**READING TEXT**
** START **

# 1999 HS928 W loose chute (shaft?). Handle moves to lowest point



## pjw73nh (Jan 29, 2015)

Hello,

My 928 chute is rather loose. It's a manual (not electric) crank type chute. By loose, I mean that if I position it where I want it (rotationally), and the "crank" part of the handle is in the upper position (or anywhere but the bottom), it is loose enough that with engine vibration and gravity, the crank wants to find the lowest point due to gravity. Thus it falls to the lowest point and alters my chute direction somewhat.

Is there an adjustment to make the shaft or chute a bit more snug?

Thanks.

P.../NH


----------



## Freezn (Mar 1, 2014)

So if I understand the question correctly, you want to know whether the chute crank handle can be oriented in a position other than "six o'clock (ie twelve o'clock, three o'clock, or nine o'clock) and have it "hold" that position? I don't believe there's anything that can be tightened to achieve a crank position other than six o'clock. Engine vibration will naturally bring the crank handle to the lowest position. To be honest, I can't remember a time when I needed that type of chute precession directing the placement of snow. You might be able to put a thin rubber sleeve or a piece of clear tubing on the crank handle where it passes through the plastic retaining ring on the support bracket? The rubber sleeve might create just enough friction to hold the crank in the upright position. Downside would be the friction would work against you when rotating the crank making it very difficult to turn.


----------



## RoyP (Oct 16, 2014)

I can't image that there is enough weight on the crank handle when it's at the bottom to cause your handle to move.


----------



## Shryp (Jan 1, 2011)

Some people have used bungee cords wrapped around the rod or bolted plastic blocks on both sides of the crank to tighten it. What you are talking about is normal with any blower.


----------



## wdb (Dec 15, 2013)

My old Yamaha handle would spin around and around; the chute pivot area was so loose from age that the weight of the vibrating chute overpowered the handle and spun it with ease. In retrospect I should have tried the bungee cord trick on it.

On my new Honda the chute stays put on its own, as does the handle, no matter where I stop turning it. 

My recommendation is to inspect the area where the chute rotates for loose or worn parts. There may also be something there that can be adjusted to take slack out of the rotation movement. Another thing you might try is adjusting the worm gear at the end of the handle to be in tighter contact with the teeth on the chute. You may be able to create enough friction to hold things in place during operation. Be sure to lubricate the gear and teeth though!


----------



## pjw73nh (Jan 29, 2015)

** END **

**ACTIONS TO TAKE**
1. Summarize the forum thread in two sentences.
2. Echo the forum thread word for word, starting with "My old Yamaha" and going on through "stop turning it.".
The rows after this point come from a different source.

Data listing
** START **

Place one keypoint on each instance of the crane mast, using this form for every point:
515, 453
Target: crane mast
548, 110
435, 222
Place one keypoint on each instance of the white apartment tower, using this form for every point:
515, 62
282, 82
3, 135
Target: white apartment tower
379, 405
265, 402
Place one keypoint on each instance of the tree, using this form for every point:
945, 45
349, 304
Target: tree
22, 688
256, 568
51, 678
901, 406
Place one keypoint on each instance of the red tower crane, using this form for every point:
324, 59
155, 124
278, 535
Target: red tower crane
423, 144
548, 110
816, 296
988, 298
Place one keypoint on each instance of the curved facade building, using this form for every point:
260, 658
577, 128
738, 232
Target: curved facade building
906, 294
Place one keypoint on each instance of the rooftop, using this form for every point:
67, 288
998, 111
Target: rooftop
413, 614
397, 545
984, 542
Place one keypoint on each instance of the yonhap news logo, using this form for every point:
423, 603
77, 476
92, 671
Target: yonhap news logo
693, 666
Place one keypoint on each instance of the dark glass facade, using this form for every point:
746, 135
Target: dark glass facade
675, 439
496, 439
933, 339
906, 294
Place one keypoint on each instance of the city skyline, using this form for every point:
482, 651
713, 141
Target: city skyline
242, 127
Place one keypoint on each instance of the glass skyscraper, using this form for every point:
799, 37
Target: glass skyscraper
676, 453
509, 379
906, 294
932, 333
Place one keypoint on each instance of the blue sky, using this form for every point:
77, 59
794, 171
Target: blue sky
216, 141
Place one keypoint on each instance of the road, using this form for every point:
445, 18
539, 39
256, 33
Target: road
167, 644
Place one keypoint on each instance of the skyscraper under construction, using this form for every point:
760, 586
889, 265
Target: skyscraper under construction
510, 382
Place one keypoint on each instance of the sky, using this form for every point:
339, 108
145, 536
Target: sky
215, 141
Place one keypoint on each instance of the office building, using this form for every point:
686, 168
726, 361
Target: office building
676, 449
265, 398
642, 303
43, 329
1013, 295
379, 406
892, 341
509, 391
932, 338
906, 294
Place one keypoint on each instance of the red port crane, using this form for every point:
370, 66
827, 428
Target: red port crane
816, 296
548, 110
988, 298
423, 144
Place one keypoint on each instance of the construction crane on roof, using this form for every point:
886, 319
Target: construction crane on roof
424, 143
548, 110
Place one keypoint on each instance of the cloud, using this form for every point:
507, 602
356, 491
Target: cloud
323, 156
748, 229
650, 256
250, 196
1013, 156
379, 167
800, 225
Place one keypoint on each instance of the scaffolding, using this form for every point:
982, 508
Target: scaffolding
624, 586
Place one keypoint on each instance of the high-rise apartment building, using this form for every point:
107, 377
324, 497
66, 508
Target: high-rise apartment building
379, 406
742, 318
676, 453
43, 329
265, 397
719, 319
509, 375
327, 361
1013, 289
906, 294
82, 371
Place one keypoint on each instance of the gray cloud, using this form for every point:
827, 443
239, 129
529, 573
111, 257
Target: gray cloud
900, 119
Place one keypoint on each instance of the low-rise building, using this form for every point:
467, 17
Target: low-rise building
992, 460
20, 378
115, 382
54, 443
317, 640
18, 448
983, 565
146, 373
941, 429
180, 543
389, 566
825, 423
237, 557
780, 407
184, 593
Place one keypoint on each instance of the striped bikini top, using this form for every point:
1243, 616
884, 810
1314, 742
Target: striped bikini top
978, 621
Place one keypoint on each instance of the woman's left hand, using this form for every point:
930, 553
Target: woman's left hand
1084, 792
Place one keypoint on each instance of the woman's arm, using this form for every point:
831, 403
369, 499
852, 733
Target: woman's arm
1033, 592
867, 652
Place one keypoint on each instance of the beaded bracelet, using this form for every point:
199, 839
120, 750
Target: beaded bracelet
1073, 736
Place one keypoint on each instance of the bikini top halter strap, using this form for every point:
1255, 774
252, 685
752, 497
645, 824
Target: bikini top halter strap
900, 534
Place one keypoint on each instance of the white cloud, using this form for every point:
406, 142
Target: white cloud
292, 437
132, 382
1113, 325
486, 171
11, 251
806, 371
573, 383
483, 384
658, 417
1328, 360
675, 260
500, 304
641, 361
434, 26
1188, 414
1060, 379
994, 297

** END **

**SOLUTIONS**
1. The manual crank chute on a 1999 HS928 is loose enough that engine vibration and gravity pull the crank handle to its lowest point and shift the chute direction, and the poster asks whether it can be adjusted to be more snug. Replies say this is normal and suggest adding friction with a rubber sleeve, bungee cords, or plastic blocks, or inspecting the chute pivot for worn parts and tightening the worm gear against the chute teeth.

2.
My old Yamaha handle would spin around and around; the chute pivot area was so loose from age that the weight of the vibrating chute overpowered the handle and spun it with ease. In retrospect I should have tried the bungee cord trick on it.

On my new Honda the chute stays put on its own, as does the handle, no matter where I stop turning it.